++++ DATA FOR THE TASK ++++

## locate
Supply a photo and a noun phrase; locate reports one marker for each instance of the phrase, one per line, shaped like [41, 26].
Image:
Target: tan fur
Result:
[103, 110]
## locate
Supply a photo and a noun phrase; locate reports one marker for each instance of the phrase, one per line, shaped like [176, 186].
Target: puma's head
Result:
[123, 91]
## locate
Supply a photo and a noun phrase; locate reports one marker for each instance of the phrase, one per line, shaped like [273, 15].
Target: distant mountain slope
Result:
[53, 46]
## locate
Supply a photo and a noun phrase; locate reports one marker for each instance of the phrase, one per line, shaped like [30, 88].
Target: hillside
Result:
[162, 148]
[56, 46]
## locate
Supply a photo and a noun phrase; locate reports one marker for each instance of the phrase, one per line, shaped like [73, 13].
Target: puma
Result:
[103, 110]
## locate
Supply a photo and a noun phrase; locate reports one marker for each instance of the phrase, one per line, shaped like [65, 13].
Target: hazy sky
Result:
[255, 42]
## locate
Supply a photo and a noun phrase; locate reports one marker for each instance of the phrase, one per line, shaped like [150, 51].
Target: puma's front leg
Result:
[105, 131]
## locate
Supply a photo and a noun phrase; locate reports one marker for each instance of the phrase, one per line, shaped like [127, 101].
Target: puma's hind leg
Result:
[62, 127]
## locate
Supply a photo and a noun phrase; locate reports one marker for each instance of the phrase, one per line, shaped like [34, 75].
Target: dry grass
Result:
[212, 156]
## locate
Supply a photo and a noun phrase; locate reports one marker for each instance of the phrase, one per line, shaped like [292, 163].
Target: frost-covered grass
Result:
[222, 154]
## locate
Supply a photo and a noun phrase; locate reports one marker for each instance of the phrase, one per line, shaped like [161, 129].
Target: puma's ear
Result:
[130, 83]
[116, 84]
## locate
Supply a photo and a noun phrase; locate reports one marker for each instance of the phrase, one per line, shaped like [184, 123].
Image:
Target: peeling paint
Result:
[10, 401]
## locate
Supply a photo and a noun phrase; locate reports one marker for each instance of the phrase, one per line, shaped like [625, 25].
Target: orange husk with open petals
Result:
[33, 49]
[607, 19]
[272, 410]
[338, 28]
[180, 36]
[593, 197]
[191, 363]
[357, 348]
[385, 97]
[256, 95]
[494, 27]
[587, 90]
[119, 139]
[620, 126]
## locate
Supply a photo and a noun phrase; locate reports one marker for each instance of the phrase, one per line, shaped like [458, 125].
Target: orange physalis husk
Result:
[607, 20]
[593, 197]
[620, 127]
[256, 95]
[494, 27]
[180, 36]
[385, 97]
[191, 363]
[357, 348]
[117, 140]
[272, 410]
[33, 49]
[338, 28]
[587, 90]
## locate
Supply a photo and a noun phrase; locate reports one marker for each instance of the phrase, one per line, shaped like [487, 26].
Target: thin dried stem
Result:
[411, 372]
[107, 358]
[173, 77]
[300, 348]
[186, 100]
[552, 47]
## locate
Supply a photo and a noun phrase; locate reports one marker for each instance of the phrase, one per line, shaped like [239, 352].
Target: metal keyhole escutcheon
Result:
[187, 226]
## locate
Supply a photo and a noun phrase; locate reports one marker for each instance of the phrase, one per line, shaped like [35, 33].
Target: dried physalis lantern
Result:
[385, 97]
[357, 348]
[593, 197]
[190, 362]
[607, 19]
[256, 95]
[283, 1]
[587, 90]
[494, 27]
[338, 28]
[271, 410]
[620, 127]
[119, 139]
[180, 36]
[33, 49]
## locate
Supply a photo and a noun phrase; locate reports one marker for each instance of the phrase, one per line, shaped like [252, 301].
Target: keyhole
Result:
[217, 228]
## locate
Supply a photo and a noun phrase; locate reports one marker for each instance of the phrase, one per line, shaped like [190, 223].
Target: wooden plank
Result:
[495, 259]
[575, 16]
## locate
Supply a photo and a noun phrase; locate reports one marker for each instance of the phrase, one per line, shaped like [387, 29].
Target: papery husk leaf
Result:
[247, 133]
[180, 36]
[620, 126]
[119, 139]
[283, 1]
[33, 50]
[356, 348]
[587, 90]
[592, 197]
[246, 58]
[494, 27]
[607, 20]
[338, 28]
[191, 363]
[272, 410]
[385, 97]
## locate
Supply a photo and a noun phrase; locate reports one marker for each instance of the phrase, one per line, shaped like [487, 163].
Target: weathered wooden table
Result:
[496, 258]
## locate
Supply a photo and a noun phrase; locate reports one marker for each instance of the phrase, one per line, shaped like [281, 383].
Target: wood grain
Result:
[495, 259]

++++

**REQUEST:** The entries above must be returned exactly.

**SOLUTION FOR THIS PROBLEM:**
## locate
Supply a photo and a noun phrase; locate reports one marker for each instance of the phrase, one per line, shaped like [41, 26].
Image:
Target: tan fur
Result:
[103, 110]
## locate
Supply a photo and a noun phrase; locate reports one marker for each instance of the phrase, one per line, shaped like [176, 186].
Target: puma's head
Result:
[123, 91]
## locate
Supply a photo and a noun phrase; locate reports one marker for each instance of the phrase, one per line, shaped like [273, 15].
Target: distant mountain slope
Result:
[53, 46]
## locate
Supply a photo and a noun phrase; locate reports one marker for each instance of the phrase, one per line, shaped like [30, 88].
Target: hillside
Result:
[162, 148]
[56, 46]
## locate
Supply a photo and a noun phrase; locate reports one marker for each instance of the phrase, one per line, shaped like [73, 13].
Target: puma
Result:
[103, 110]
## locate
Supply a photo and a noun phrase; locate reports one marker for each instance of the phrase, one per line, shaped like [65, 13].
Target: hazy sky
Result:
[255, 42]
## locate
Supply a photo and a noun phrase; locate reports one marker for each instance of the phrase, one per line, shaped like [150, 51].
Target: puma's front leg
Result:
[105, 131]
## locate
Supply a photo and a noun phrase; locate reports one marker for each instance of the phrase, one per line, shaped like [127, 101].
Target: puma's hind leg
Result:
[62, 127]
## locate
Supply a photo and a noun phrase; locate reports one marker for each instance of the phrase, one per line, shaped like [34, 75].
Target: dry grass
Result:
[212, 156]
## locate
Supply a photo and a noun phrase; locate reports one marker for each instance of the phrase, one per line, shaped like [292, 163].
Target: frost-covered grass
Result:
[222, 154]
## locate
Supply a photo and a noun phrase; locate reports one marker for each instance of the phrase, one per line, shaped like [161, 129].
Target: puma's ear
Result:
[130, 83]
[116, 84]
## locate
Supply a photo and a noun phrase; locate reports one marker for each instance of the phrase, one per line, shaped like [184, 123].
Image:
Target: peeling paint
Result:
[10, 401]
## locate
Supply a photo and a noun phrase; locate reports one marker for each instance of the phrase, one per line, shaped like [625, 25].
Target: orange husk with open petals
Result:
[33, 49]
[607, 19]
[272, 410]
[338, 28]
[180, 36]
[593, 197]
[191, 363]
[357, 348]
[385, 97]
[256, 95]
[494, 27]
[587, 90]
[119, 139]
[620, 126]
## locate
Supply a photo and a noun phrase; locate reports one marker for each instance of the phrase, one per line, shaped like [458, 125].
Target: orange physalis husk
Result:
[607, 20]
[593, 197]
[620, 127]
[256, 95]
[494, 27]
[180, 36]
[385, 97]
[191, 363]
[357, 348]
[117, 140]
[272, 410]
[33, 49]
[338, 28]
[587, 90]
## locate
Supply a photo and a noun phrase; locate reports one marker for each instance of the phrase, one per line, shaped like [487, 26].
Target: thin dried stem
Result:
[411, 372]
[107, 358]
[173, 77]
[300, 348]
[186, 100]
[552, 47]
## locate
Supply a photo and a noun phrase; locate reports one marker for each instance of the phrase, one per line, shaped like [239, 352].
Target: metal keyhole escutcheon
Result:
[187, 226]
## locate
Supply a photo and a noun phrase; locate reports one marker for each instance of the phrase, one per line, shaped like [35, 33].
Target: dried physalis lantern
Result:
[385, 97]
[357, 348]
[593, 197]
[190, 362]
[607, 19]
[256, 95]
[283, 1]
[587, 90]
[494, 27]
[338, 28]
[271, 410]
[620, 127]
[119, 139]
[180, 36]
[33, 49]
## locate
Supply a photo and a noun phrase; locate reports one marker for each instance of the phrase, one per line, shaped like [252, 301].
Target: keyhole
Result:
[217, 228]
## locate
Supply a photo and a noun phrase; locate reports one marker for each instance of the phrase, one per line, shaped like [190, 223].
Target: wooden plank
Result:
[495, 259]
[575, 16]
## locate
Supply a photo and a noun phrase; locate reports one marker for each instance of the phrase, one per line, shaped like [387, 29].
Target: papery husk leaf
Result:
[247, 133]
[180, 36]
[620, 126]
[119, 139]
[283, 1]
[33, 50]
[356, 348]
[587, 90]
[592, 197]
[246, 58]
[494, 27]
[607, 20]
[338, 28]
[191, 363]
[272, 410]
[385, 97]
## locate
Supply a photo and a noun phrase; locate reports one marker for each instance of the phrase, one per line, shaped like [487, 163].
Target: weathered wooden table
Result:
[496, 258]
## locate
Supply a photo and a noun phrase; locate reports one marker for each instance of the phrase, one per line, shaped like [281, 383].
Target: wood grain
Result:
[495, 259]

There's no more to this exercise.